Directions
Lay out every line of the items below as a numbered list. Skip blank lines and leave out the pictures.

Supplied information

____________________

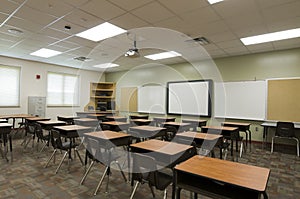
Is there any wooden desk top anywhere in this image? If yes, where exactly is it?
[176,131,223,141]
[201,126,238,131]
[0,114,35,119]
[58,115,80,120]
[175,155,270,192]
[163,122,191,126]
[84,131,131,140]
[222,122,251,127]
[74,117,98,122]
[37,120,66,126]
[102,121,130,126]
[26,117,50,122]
[129,125,166,132]
[53,125,91,131]
[0,123,12,128]
[130,139,192,156]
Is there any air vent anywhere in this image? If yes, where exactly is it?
[73,56,91,61]
[187,37,210,45]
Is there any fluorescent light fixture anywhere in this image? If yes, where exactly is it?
[93,63,119,68]
[30,48,62,58]
[76,22,126,42]
[207,0,223,4]
[145,51,181,60]
[241,28,300,45]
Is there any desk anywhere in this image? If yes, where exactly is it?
[57,115,79,124]
[162,122,191,132]
[129,126,166,140]
[76,110,116,117]
[53,125,91,159]
[106,116,127,122]
[222,122,251,150]
[37,120,66,131]
[80,131,131,195]
[261,122,300,146]
[86,113,106,120]
[182,119,207,131]
[153,117,176,126]
[201,126,240,161]
[74,117,99,126]
[129,115,149,120]
[101,121,130,131]
[174,155,270,199]
[0,123,13,162]
[175,131,223,159]
[25,117,50,123]
[130,119,152,126]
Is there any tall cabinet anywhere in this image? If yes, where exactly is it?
[85,82,116,110]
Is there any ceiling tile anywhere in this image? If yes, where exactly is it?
[26,0,73,17]
[216,40,244,49]
[109,0,153,11]
[80,0,125,21]
[110,13,149,30]
[0,0,19,15]
[63,0,89,7]
[64,10,104,29]
[212,0,257,18]
[207,31,236,43]
[159,0,209,14]
[14,6,56,26]
[131,2,174,23]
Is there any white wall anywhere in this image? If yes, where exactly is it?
[0,56,105,119]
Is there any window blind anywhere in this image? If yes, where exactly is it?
[47,72,79,106]
[0,65,20,107]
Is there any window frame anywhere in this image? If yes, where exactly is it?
[0,64,22,108]
[46,71,80,107]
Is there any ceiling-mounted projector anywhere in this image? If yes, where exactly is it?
[125,40,140,58]
[125,48,140,57]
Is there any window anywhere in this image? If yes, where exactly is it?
[47,72,79,106]
[0,65,21,107]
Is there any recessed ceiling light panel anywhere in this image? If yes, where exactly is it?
[30,48,62,58]
[93,63,119,68]
[145,51,181,60]
[240,28,300,45]
[76,22,126,42]
[207,0,223,4]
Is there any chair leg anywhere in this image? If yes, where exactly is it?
[44,149,57,168]
[80,160,95,185]
[55,151,68,174]
[130,181,140,199]
[271,137,274,153]
[94,167,109,196]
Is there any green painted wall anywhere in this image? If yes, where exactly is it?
[106,48,300,141]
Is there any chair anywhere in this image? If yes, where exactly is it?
[271,122,299,157]
[21,120,35,149]
[130,153,173,199]
[45,129,83,174]
[35,123,50,153]
[80,137,127,195]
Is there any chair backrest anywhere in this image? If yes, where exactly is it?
[275,122,295,137]
[34,123,44,139]
[133,153,157,185]
[50,129,64,149]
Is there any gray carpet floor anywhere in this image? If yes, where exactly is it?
[0,139,300,199]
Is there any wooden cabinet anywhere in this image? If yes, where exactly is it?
[85,82,116,110]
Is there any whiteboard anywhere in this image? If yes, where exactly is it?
[138,85,166,114]
[167,80,211,116]
[214,81,267,120]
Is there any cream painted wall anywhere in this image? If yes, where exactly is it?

____________________

Full output
1. Is there any wooden desk top anywhere in this image? If yes, where exactly is it?
2. [176,131,223,141]
3. [201,126,238,131]
4. [0,114,35,119]
5. [58,115,80,120]
6. [175,155,270,192]
7. [163,122,191,126]
8. [84,131,131,140]
9. [222,122,251,127]
10. [74,117,98,122]
11. [37,120,66,126]
12. [102,121,130,126]
13. [26,117,50,122]
14. [129,125,166,132]
15. [53,125,91,131]
16. [0,123,12,128]
17. [130,139,192,156]
18. Is there any air vent anywhere in this image? If yes, where exactly is it?
19. [73,56,91,61]
20. [187,37,210,45]
21. Is there any fluorescent light fixture anywhere in this image? If yes, where exactly is it?
22. [93,63,119,68]
23. [30,48,62,58]
24. [76,22,126,42]
25. [207,0,223,4]
26. [145,51,181,60]
27. [241,28,300,45]
28. Is there any desk anywhere in this image? If yes, where exactly is it?
29. [57,115,79,124]
30. [162,122,191,132]
31. [129,126,166,140]
32. [76,110,116,117]
33. [53,125,91,159]
34. [106,116,127,122]
35. [222,122,251,150]
36. [37,120,66,131]
37. [80,131,131,195]
38. [261,122,300,146]
39. [86,113,106,120]
40. [182,119,207,131]
41. [153,117,176,126]
42. [201,126,240,161]
43. [74,117,99,126]
44. [129,115,149,120]
45. [101,121,130,131]
46. [174,155,270,199]
47. [0,123,13,162]
48. [175,131,223,159]
49. [25,117,50,123]
50. [130,119,152,126]
51. Is there any tall cabinet anywhere in this image? If yes, where exactly is it?
52. [85,82,116,110]
53. Is there any ceiling tile anywhere in this image? If yes, where exactly is it?
54. [26,0,73,17]
55. [216,40,244,49]
56. [109,0,153,11]
57. [80,0,125,21]
58. [110,13,149,30]
59. [0,0,19,15]
60. [63,0,89,7]
61. [64,10,104,29]
62. [212,0,257,18]
63. [207,31,236,43]
64. [159,0,209,14]
65. [14,6,56,26]
66. [131,2,174,23]
67. Is there any white wall anywhere in this image? If yes, where exactly is it?
68. [0,56,105,119]
69. Is there any window blind anywhere in this image? If yes, where exactly is it?
70. [47,72,79,106]
71. [0,65,20,107]
72. Is there any window frame anywhere in this image? If yes, where exactly is it?
73. [0,64,22,108]
74. [46,71,80,107]
75. Is there any ceiling-mounted projector anywhere in this image? If yes, where exactly is it?
76. [125,40,140,58]
77. [125,48,140,57]
78. Is there any window anywhere in this image? If yes, where exactly is it?
79. [47,72,79,106]
80. [0,65,21,107]
81. Is there any recessed ceiling light panel anywhere in this image? If yes, where exactly is it?
82. [30,48,62,58]
83. [93,63,119,68]
84. [145,51,181,60]
85. [240,28,300,45]
86. [76,22,126,42]
87. [207,0,223,4]
88. Is there any chair leg anywhere in this image? If yes, where exactly is it?
89. [44,149,57,168]
90. [80,160,95,185]
91. [55,151,68,174]
92. [130,181,140,199]
93. [271,137,274,153]
94. [94,167,109,196]
95. Is there any green painted wall anywhere in this image? If yes, where exactly is it?
96. [106,48,300,141]
97. Is there any chair anywhere in this image? If yes, where exactly is it?
98. [271,122,299,157]
99. [21,120,35,149]
100. [130,153,173,199]
101. [45,129,83,174]
102. [35,123,50,153]
103. [80,137,127,195]
104. Is there any chair backrest anywhere in this image? If yes, where exactly is it?
105. [275,122,295,137]
106. [34,123,44,139]
107. [133,153,157,185]
108. [50,129,64,149]
109. Is there any gray carpet floor anywhere in this image? If yes, where exactly is it?
110. [0,139,300,199]
111. Is there any wooden cabinet anywhere in this image? If yes, where exactly is it?
112. [85,82,116,110]
113. Is there any whiteboard anywhere in this image? If yes, where exactly is it?
114. [138,85,166,114]
115. [167,80,211,116]
116. [214,81,267,120]
117. Is there any cream painted wall anywhere in this image? If yes, where exactly is it?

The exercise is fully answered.